ACTION ITEM = All of the records must be restated exactly, with every line complete.

DATA FOR THIS TASK =
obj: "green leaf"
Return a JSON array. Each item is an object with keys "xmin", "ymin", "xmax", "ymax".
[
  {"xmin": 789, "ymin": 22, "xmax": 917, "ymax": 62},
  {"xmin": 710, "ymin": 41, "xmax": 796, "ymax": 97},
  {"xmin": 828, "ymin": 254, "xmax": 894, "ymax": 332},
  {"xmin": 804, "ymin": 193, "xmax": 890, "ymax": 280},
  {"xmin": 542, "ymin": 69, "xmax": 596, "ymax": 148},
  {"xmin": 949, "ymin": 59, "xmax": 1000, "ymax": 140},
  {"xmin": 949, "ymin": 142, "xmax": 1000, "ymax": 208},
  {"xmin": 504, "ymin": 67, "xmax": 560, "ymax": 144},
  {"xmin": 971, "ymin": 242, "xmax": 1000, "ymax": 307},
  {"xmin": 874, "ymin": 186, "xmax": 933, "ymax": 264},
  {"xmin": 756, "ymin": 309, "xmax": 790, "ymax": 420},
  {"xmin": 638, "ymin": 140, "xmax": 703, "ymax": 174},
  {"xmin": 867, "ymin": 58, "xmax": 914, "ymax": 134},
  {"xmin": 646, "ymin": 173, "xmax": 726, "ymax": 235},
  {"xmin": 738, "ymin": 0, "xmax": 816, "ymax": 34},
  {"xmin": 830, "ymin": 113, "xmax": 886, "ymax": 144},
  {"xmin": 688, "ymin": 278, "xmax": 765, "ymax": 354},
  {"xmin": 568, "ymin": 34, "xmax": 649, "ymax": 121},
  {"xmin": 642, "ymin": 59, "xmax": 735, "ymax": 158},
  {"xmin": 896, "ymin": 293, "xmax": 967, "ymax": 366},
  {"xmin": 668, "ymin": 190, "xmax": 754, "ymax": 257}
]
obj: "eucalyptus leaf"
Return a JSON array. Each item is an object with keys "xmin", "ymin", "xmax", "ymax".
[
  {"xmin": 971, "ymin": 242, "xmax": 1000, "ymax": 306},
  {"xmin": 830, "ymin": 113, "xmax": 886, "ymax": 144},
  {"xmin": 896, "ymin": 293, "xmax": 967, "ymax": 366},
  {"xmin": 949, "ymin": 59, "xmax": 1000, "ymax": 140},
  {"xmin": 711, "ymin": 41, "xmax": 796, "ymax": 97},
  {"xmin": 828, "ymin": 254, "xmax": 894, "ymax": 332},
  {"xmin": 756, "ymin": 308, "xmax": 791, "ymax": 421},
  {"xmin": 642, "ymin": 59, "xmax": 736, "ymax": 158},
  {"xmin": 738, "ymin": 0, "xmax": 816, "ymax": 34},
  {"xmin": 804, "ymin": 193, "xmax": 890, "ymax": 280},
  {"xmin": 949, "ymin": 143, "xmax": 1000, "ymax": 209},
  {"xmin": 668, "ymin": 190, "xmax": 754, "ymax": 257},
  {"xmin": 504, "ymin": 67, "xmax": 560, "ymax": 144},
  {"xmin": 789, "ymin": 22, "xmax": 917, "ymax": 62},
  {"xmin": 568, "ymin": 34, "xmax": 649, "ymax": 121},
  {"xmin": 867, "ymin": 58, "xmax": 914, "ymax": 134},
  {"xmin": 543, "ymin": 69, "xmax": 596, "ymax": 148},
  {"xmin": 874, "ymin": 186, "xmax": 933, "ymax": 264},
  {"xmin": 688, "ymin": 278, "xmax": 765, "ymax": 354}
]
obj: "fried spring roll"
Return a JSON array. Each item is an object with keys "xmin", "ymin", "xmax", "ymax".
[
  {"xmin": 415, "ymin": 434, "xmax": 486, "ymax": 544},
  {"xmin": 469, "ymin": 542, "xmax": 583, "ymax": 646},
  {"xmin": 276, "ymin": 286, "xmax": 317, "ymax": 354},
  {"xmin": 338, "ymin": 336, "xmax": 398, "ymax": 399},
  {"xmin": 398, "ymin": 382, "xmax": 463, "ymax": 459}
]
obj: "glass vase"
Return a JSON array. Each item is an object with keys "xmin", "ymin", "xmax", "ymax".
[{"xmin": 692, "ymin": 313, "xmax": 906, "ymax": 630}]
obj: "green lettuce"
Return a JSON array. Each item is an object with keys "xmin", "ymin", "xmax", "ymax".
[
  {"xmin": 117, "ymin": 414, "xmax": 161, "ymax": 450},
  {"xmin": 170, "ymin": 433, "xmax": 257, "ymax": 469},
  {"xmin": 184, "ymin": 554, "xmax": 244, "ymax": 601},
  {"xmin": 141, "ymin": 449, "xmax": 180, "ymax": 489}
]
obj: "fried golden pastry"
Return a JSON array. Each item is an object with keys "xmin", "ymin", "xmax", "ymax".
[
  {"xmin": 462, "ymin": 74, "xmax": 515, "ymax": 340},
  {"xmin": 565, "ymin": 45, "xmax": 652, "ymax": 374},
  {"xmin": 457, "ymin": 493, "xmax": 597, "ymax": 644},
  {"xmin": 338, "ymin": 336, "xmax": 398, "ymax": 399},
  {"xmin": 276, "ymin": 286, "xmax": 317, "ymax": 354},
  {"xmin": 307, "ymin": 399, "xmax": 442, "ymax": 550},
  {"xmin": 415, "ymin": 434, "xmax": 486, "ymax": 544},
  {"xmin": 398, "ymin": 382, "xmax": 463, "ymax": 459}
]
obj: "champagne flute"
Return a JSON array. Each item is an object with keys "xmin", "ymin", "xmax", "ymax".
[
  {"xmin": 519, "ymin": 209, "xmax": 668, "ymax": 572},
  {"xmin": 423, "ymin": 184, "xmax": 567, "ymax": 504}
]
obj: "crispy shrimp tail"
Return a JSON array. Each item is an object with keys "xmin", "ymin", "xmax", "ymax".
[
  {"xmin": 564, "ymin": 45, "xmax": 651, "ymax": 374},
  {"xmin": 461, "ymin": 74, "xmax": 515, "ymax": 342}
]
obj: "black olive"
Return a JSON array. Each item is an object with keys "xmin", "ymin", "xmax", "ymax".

REPLY =
obj: "green leaf"
Return a JSON array. Each item is an object with keys "xmin", "ymin", "xmax", "ymax".
[
  {"xmin": 789, "ymin": 22, "xmax": 917, "ymax": 62},
  {"xmin": 710, "ymin": 41, "xmax": 796, "ymax": 97},
  {"xmin": 828, "ymin": 254, "xmax": 894, "ymax": 332},
  {"xmin": 804, "ymin": 193, "xmax": 890, "ymax": 280},
  {"xmin": 542, "ymin": 69, "xmax": 596, "ymax": 148},
  {"xmin": 949, "ymin": 59, "xmax": 1000, "ymax": 140},
  {"xmin": 949, "ymin": 142, "xmax": 1000, "ymax": 208},
  {"xmin": 504, "ymin": 67, "xmax": 560, "ymax": 144},
  {"xmin": 971, "ymin": 242, "xmax": 1000, "ymax": 307},
  {"xmin": 874, "ymin": 186, "xmax": 933, "ymax": 264},
  {"xmin": 756, "ymin": 309, "xmax": 790, "ymax": 420},
  {"xmin": 638, "ymin": 140, "xmax": 703, "ymax": 174},
  {"xmin": 867, "ymin": 58, "xmax": 914, "ymax": 134},
  {"xmin": 646, "ymin": 173, "xmax": 726, "ymax": 235},
  {"xmin": 738, "ymin": 0, "xmax": 816, "ymax": 34},
  {"xmin": 830, "ymin": 113, "xmax": 886, "ymax": 144},
  {"xmin": 688, "ymin": 278, "xmax": 765, "ymax": 354},
  {"xmin": 568, "ymin": 34, "xmax": 649, "ymax": 121},
  {"xmin": 642, "ymin": 59, "xmax": 735, "ymax": 158},
  {"xmin": 896, "ymin": 293, "xmax": 967, "ymax": 366},
  {"xmin": 668, "ymin": 190, "xmax": 754, "ymax": 257}
]
obj: "eucalyptus leaf"
Return a JSON array. Each item is an object with keys "xmin", "ymin", "xmax", "ymax".
[
  {"xmin": 971, "ymin": 242, "xmax": 1000, "ymax": 306},
  {"xmin": 830, "ymin": 113, "xmax": 886, "ymax": 144},
  {"xmin": 896, "ymin": 293, "xmax": 967, "ymax": 366},
  {"xmin": 949, "ymin": 59, "xmax": 1000, "ymax": 140},
  {"xmin": 711, "ymin": 41, "xmax": 796, "ymax": 97},
  {"xmin": 828, "ymin": 254, "xmax": 894, "ymax": 332},
  {"xmin": 756, "ymin": 308, "xmax": 791, "ymax": 421},
  {"xmin": 642, "ymin": 59, "xmax": 736, "ymax": 158},
  {"xmin": 738, "ymin": 0, "xmax": 816, "ymax": 34},
  {"xmin": 804, "ymin": 193, "xmax": 890, "ymax": 280},
  {"xmin": 949, "ymin": 143, "xmax": 1000, "ymax": 209},
  {"xmin": 668, "ymin": 190, "xmax": 754, "ymax": 257},
  {"xmin": 504, "ymin": 67, "xmax": 560, "ymax": 144},
  {"xmin": 789, "ymin": 22, "xmax": 917, "ymax": 62},
  {"xmin": 568, "ymin": 34, "xmax": 649, "ymax": 121},
  {"xmin": 867, "ymin": 58, "xmax": 914, "ymax": 134},
  {"xmin": 543, "ymin": 69, "xmax": 596, "ymax": 148},
  {"xmin": 874, "ymin": 186, "xmax": 933, "ymax": 264},
  {"xmin": 688, "ymin": 278, "xmax": 765, "ymax": 354}
]
obj: "fried spring roll"
Return a JSON array. Each item is an object with keys "xmin", "ymin", "xmax", "ymax".
[
  {"xmin": 415, "ymin": 434, "xmax": 486, "ymax": 544},
  {"xmin": 469, "ymin": 542, "xmax": 583, "ymax": 646},
  {"xmin": 276, "ymin": 286, "xmax": 317, "ymax": 354},
  {"xmin": 338, "ymin": 336, "xmax": 398, "ymax": 399},
  {"xmin": 398, "ymin": 382, "xmax": 463, "ymax": 459}
]
obj: "glass vase"
Return a JSON array. Each item is an object with keys "xmin", "ymin", "xmax", "ymax".
[{"xmin": 692, "ymin": 313, "xmax": 906, "ymax": 630}]
obj: "green lettuce"
Return a JSON array. Each item is an object with keys "xmin", "ymin", "xmax", "ymax".
[
  {"xmin": 117, "ymin": 414, "xmax": 161, "ymax": 450},
  {"xmin": 170, "ymin": 433, "xmax": 257, "ymax": 469},
  {"xmin": 184, "ymin": 554, "xmax": 244, "ymax": 601},
  {"xmin": 141, "ymin": 449, "xmax": 180, "ymax": 489}
]
obj: "fried golden pastry"
Return a JSON array. Each item is an object with keys "xmin", "ymin", "xmax", "ymax".
[
  {"xmin": 462, "ymin": 74, "xmax": 515, "ymax": 340},
  {"xmin": 565, "ymin": 45, "xmax": 652, "ymax": 374},
  {"xmin": 457, "ymin": 493, "xmax": 597, "ymax": 644},
  {"xmin": 338, "ymin": 336, "xmax": 398, "ymax": 399},
  {"xmin": 276, "ymin": 286, "xmax": 317, "ymax": 354},
  {"xmin": 307, "ymin": 399, "xmax": 442, "ymax": 550},
  {"xmin": 415, "ymin": 434, "xmax": 486, "ymax": 544},
  {"xmin": 398, "ymin": 382, "xmax": 463, "ymax": 459}
]
obj: "champagne flute"
Return a JSON array. Each item is an object with keys "xmin", "ymin", "xmax", "ymax".
[
  {"xmin": 519, "ymin": 209, "xmax": 668, "ymax": 572},
  {"xmin": 423, "ymin": 184, "xmax": 567, "ymax": 504}
]
obj: "crispy shrimp tail"
Return a JSON array. Each item is an object with keys "xmin", "ymin", "xmax", "ymax".
[
  {"xmin": 564, "ymin": 45, "xmax": 651, "ymax": 374},
  {"xmin": 461, "ymin": 74, "xmax": 515, "ymax": 342}
]
obj: "black olive"
Return a JSON array. Each item is an object with keys "xmin", "ymin", "xmax", "ymax".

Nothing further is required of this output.